- **Given records**:
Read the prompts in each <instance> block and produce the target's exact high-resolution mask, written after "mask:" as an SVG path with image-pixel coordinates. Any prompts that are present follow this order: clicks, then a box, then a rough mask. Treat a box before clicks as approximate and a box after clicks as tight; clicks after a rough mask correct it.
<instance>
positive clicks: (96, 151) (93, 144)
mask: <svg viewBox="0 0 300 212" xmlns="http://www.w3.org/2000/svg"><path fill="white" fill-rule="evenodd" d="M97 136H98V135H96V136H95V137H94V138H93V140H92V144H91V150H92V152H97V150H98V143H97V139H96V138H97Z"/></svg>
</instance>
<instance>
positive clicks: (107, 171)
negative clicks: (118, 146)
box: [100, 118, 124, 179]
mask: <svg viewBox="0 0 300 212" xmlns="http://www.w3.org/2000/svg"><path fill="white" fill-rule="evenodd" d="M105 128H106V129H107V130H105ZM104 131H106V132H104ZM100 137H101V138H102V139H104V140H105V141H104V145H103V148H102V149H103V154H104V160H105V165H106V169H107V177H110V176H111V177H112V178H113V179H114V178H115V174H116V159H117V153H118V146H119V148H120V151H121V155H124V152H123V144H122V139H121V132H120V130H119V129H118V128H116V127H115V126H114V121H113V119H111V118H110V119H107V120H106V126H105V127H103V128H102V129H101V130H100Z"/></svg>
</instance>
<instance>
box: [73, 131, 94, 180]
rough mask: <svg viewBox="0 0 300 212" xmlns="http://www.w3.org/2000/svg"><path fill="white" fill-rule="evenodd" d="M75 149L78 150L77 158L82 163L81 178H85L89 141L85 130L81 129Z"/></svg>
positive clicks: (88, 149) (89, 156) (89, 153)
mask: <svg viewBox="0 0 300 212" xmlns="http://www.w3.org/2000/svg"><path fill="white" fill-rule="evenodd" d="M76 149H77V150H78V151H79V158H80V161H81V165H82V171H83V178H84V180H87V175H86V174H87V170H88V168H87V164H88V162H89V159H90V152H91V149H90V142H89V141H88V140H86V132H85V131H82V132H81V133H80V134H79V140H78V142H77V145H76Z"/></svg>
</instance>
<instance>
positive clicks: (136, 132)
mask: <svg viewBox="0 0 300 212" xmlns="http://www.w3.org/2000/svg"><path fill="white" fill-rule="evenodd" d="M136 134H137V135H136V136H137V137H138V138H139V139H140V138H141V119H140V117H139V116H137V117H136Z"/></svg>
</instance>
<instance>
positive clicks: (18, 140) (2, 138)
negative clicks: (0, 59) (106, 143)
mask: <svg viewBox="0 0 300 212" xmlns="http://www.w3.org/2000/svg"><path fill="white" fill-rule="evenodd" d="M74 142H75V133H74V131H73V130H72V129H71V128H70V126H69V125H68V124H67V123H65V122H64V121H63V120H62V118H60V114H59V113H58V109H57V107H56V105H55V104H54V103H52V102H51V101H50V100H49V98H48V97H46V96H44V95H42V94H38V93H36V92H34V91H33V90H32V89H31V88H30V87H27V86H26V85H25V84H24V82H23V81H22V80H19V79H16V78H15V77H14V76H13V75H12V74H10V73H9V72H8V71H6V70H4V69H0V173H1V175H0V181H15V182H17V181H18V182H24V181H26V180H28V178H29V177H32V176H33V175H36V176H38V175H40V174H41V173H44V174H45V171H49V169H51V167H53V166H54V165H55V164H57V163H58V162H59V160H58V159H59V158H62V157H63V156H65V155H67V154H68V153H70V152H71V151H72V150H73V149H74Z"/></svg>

- **Problem description**: From the rows above, pull out each line that contains the string "clicks". Match case exactly.

- **Solved exercise**:
Read the prompts in each <instance> block and produce the target's exact high-resolution mask, written after "mask:" as an SVG path with image-pixel coordinates. Any prompts that are present follow this order: clicks, then a box, then a rough mask. Treat a box before clicks as approximate and a box after clicks as tight; clicks after a rough mask correct it.
positive clicks: (96, 151) (93, 144)
positive clicks: (107, 171)
negative clicks: (118, 146)
positive clicks: (88, 149) (89, 156) (89, 153)
positive clicks: (136, 132)
positive clicks: (18, 140) (2, 138)
negative clicks: (0, 59) (106, 143)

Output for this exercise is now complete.